● TASK DETAILS
Rewrite the records below, putting "central point" in place of every "innermost point" and leaving all other text unchanged.

● INPUT MATERIAL
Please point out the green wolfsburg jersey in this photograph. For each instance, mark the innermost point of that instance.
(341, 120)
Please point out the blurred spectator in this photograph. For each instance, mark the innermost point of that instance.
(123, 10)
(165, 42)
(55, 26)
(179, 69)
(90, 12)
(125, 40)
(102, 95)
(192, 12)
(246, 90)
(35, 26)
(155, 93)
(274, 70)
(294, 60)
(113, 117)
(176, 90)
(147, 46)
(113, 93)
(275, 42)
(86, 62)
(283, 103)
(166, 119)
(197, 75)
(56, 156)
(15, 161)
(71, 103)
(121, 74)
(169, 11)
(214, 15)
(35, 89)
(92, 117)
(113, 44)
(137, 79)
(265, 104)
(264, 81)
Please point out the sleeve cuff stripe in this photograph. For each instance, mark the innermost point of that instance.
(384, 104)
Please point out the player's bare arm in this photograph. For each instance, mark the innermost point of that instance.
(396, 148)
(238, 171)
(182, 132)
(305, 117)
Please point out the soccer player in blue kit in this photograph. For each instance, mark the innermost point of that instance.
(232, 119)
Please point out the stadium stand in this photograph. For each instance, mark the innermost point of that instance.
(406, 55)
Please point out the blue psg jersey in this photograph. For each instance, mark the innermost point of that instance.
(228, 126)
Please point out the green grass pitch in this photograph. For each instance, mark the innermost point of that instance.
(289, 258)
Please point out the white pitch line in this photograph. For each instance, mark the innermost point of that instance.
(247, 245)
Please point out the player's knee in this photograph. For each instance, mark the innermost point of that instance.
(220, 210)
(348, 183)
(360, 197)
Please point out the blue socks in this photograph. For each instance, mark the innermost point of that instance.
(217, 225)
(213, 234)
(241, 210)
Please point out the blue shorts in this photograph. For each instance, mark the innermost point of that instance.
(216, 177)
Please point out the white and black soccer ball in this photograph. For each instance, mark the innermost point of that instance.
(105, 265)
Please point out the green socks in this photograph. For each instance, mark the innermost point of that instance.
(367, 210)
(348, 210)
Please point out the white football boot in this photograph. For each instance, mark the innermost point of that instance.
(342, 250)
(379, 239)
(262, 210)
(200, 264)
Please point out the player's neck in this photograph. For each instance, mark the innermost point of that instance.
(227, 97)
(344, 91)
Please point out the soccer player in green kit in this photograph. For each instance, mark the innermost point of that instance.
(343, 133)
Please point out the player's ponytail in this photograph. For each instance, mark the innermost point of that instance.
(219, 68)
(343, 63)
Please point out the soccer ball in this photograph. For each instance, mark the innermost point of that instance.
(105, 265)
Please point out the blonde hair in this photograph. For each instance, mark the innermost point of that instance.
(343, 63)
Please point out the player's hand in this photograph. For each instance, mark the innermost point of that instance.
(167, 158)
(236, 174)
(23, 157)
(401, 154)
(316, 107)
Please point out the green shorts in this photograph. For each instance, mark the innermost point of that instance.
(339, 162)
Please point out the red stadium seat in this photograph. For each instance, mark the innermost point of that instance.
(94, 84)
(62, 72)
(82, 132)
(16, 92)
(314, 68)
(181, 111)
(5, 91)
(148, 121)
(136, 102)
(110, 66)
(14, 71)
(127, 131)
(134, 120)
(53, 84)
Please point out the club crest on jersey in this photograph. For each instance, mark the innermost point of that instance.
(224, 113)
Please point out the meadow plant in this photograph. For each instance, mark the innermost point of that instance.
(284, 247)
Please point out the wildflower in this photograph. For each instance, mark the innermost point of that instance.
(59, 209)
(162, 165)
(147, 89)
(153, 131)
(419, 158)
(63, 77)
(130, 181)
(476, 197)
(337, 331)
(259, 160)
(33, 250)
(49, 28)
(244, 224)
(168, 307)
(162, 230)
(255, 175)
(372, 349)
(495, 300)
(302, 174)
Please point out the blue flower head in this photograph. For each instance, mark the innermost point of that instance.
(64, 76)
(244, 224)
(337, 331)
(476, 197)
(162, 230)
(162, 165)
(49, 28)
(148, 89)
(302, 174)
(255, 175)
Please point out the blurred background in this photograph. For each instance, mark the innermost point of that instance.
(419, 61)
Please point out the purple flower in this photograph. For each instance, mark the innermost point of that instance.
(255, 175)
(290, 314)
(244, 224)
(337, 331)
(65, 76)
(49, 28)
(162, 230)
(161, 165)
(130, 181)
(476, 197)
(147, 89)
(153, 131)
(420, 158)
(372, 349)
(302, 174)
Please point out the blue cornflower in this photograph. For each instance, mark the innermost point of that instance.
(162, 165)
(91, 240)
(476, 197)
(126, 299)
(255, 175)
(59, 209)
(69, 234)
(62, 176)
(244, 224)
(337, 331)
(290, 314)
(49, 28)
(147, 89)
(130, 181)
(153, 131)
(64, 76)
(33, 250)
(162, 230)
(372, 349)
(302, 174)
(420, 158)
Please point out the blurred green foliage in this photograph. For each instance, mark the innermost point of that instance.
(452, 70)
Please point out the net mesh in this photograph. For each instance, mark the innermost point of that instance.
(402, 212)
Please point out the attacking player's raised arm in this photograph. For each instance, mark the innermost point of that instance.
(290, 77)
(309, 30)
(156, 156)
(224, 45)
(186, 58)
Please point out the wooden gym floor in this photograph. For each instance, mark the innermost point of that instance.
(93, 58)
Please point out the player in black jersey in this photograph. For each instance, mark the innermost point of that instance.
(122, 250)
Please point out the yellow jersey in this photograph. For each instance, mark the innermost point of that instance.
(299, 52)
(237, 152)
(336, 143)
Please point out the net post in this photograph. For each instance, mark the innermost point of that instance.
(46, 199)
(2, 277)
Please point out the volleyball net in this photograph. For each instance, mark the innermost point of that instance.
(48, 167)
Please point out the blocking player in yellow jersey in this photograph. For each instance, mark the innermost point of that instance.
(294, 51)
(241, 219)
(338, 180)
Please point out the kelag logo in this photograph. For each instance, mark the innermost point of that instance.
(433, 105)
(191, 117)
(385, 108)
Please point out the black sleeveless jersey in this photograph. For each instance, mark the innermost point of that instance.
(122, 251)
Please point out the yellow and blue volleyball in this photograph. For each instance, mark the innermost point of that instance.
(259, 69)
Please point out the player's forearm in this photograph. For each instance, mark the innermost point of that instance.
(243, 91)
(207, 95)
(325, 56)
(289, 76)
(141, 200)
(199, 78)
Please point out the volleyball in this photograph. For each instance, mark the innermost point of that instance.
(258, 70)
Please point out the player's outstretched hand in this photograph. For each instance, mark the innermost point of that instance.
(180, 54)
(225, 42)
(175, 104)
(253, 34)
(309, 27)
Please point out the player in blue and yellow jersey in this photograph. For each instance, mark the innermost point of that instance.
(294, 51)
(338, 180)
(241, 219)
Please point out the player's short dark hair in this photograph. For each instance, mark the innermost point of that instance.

● REPLY
Please point out the green wolfsburg jersey in this photograph. For each instance, mark the central point of that instance.
(341, 120)
Please point out the blurred spectator in this photograph. For each instance, mark the central point of that instance.
(123, 10)
(165, 42)
(55, 26)
(179, 69)
(90, 12)
(125, 40)
(102, 95)
(192, 12)
(246, 90)
(35, 26)
(155, 93)
(274, 70)
(294, 60)
(113, 117)
(176, 90)
(147, 46)
(113, 93)
(275, 42)
(86, 62)
(283, 103)
(166, 119)
(197, 75)
(56, 156)
(15, 161)
(71, 103)
(121, 74)
(169, 11)
(214, 15)
(35, 89)
(92, 117)
(113, 44)
(137, 79)
(265, 104)
(264, 81)
Please point out the sleeve cuff stripe in this photograph. For each instance, mark the central point of that instance.
(384, 104)
Please point out the player's bare arm in this photograph. For each instance, mark the central point of that instance.
(396, 148)
(238, 171)
(182, 132)
(305, 117)
Please point out the soccer player in blue kit in this photograph. For each instance, mark the central point of that instance.
(232, 119)
Please point out the stadium stand in this photograph. For each instance, mark the central point of that instance.
(406, 55)
Please point out the blue psg jersey in this photograph. For each instance, mark the central point of that instance.
(228, 126)
Please point out the green grass pitch in this photograph. For each instance, mark the central point of that instance.
(289, 258)
Please point out the white pitch line in this photograph. For each instance, mark the central point of that instance.
(247, 245)
Please point out the player's knee in this photograph. For each instance, mark the central point of that instance.
(220, 210)
(348, 183)
(360, 197)
Please point out the blue socks in this photograph. For each instance, mark the central point of that instance.
(217, 225)
(213, 234)
(241, 210)
Please point out the blue shorts in this photograph. For each instance, mark the central point of that instance.
(216, 177)
Please point out the white and black soccer ball in this photograph. For each instance, mark the central point of that instance.
(105, 265)
Please point out the green socks in this photograph. For each instance, mark the central point of that instance.
(367, 210)
(348, 210)
Please point out the white football boot in this photograph. For each instance, mark the central point of that instance.
(342, 250)
(379, 239)
(262, 210)
(200, 264)
Please point out the player's neck in this photograph. For each instance, mark the central point of that instance.
(227, 97)
(344, 91)
Please point out the soccer player in green kit in this photograph. For each instance, mark the central point of that instance.
(343, 133)
Please point out the player's ponytail in this photograph. For each instance, mark the central point of that instance.
(219, 68)
(343, 63)
Please point out the soccer ball in this photograph. For each instance, mark the central point of that instance.
(105, 265)
Please point out the blonde hair in this photograph. For each instance, mark the central point of that instance.
(343, 63)
Please point out the player's hand in this photograph. For each instance, mark the central point of that instance.
(167, 158)
(236, 174)
(23, 157)
(401, 154)
(316, 107)
Please point out the green shorts in this photograph. For each instance, mark the central point of that instance.
(339, 162)
Please point out the red stadium seat in this photograph. For each instance, mark the central point of that instance.
(94, 84)
(62, 72)
(82, 132)
(16, 92)
(314, 68)
(181, 111)
(5, 91)
(148, 121)
(136, 102)
(110, 66)
(14, 71)
(127, 131)
(134, 120)
(53, 84)
Please point out the club crest on jersey in this photograph. For each instance, mark the central point of that instance.
(224, 113)
Please point out the meadow plant in this photograph. For each instance, mark the central point of that instance.
(284, 247)
Please point out the wildflower in this photograph. For each instance, mark the central point of that instance.
(59, 209)
(162, 165)
(147, 89)
(153, 131)
(419, 158)
(63, 77)
(130, 181)
(476, 197)
(337, 331)
(259, 160)
(33, 250)
(49, 28)
(244, 224)
(168, 307)
(162, 230)
(255, 175)
(372, 349)
(495, 300)
(302, 174)
Please point out the blue flower head in this photograph. For each instance, mark the central point of that instance.
(64, 76)
(244, 224)
(337, 331)
(476, 197)
(162, 230)
(162, 165)
(49, 28)
(148, 89)
(302, 174)
(255, 175)
Please point out the blurred background in this photograph. For each instance, mark the central point of that instance.
(419, 61)
Please point out the purple flower in this photograph. For each instance, mark the central point of that instance.
(255, 175)
(290, 314)
(244, 224)
(337, 331)
(65, 76)
(49, 28)
(162, 230)
(161, 165)
(130, 181)
(476, 197)
(147, 89)
(153, 131)
(420, 158)
(372, 349)
(302, 174)
Please point out the blue cornflower in this photograph. For each instance, mark the central point of that instance.
(162, 165)
(91, 240)
(476, 197)
(126, 299)
(255, 175)
(59, 209)
(69, 234)
(62, 176)
(244, 224)
(337, 331)
(290, 314)
(49, 28)
(147, 89)
(130, 181)
(153, 131)
(64, 76)
(33, 250)
(162, 230)
(372, 349)
(302, 174)
(420, 158)
Please point out the blurred green foliage in this photograph. For each instance, mark the central point of that instance.
(452, 70)
Please point out the net mesh in this photograph. For each instance, mark the central point of that instance.
(402, 212)
Please point out the attacking player's raised arm in this photograph. For each instance, mark the central point of that instance.
(290, 77)
(309, 30)
(156, 156)
(224, 45)
(186, 58)
Please point out the wooden gym floor in this photograph. For each instance, mark the central point of that instance.
(93, 58)
Please point out the player in black jersey in this photograph. For each instance, mark the central point of that instance.
(122, 250)
Please point out the yellow jersey in this photograph. For each instance, mark the central point of that instance.
(299, 52)
(237, 152)
(336, 143)
Please point out the net post in this photograph. For each instance, mark the central point of that instance.
(46, 199)
(2, 277)
Please point out the volleyball net in this photograph. For each instance, mark the central point of that instance.
(48, 167)
Please point out the blocking player in yellow jersey in this photograph. For each instance, mark the central point of that instance.
(294, 51)
(241, 219)
(338, 180)
Please point out the kelag logo in this photograph. For each instance, mark the central point of that instance.
(433, 105)
(191, 117)
(385, 108)
Please point out the black sleeveless jersey in this photograph. For each instance, mark the central point of that instance.
(122, 251)
Please point out the yellow and blue volleyball in this photograph. For each instance, mark the central point of that instance.
(259, 69)
Please point out the player's forearm in this photograph. For each instance, mark the central point of that instance.
(243, 91)
(207, 95)
(325, 56)
(289, 76)
(141, 200)
(199, 78)
Please point out the volleyball in this photograph. For each instance, mark the central point of that instance.
(258, 70)
Please point out the player's outstretched hand in this photograph. For each instance, mark the central point of that instance.
(180, 54)
(225, 42)
(175, 104)
(253, 34)
(309, 27)
Please point out the player in blue and yellow jersey in this photograph. For each instance, mark the central point of that instance.
(294, 51)
(338, 180)
(241, 219)
Please point out the player's short dark hair in this photograph. For each instance, mark the central point of that instance.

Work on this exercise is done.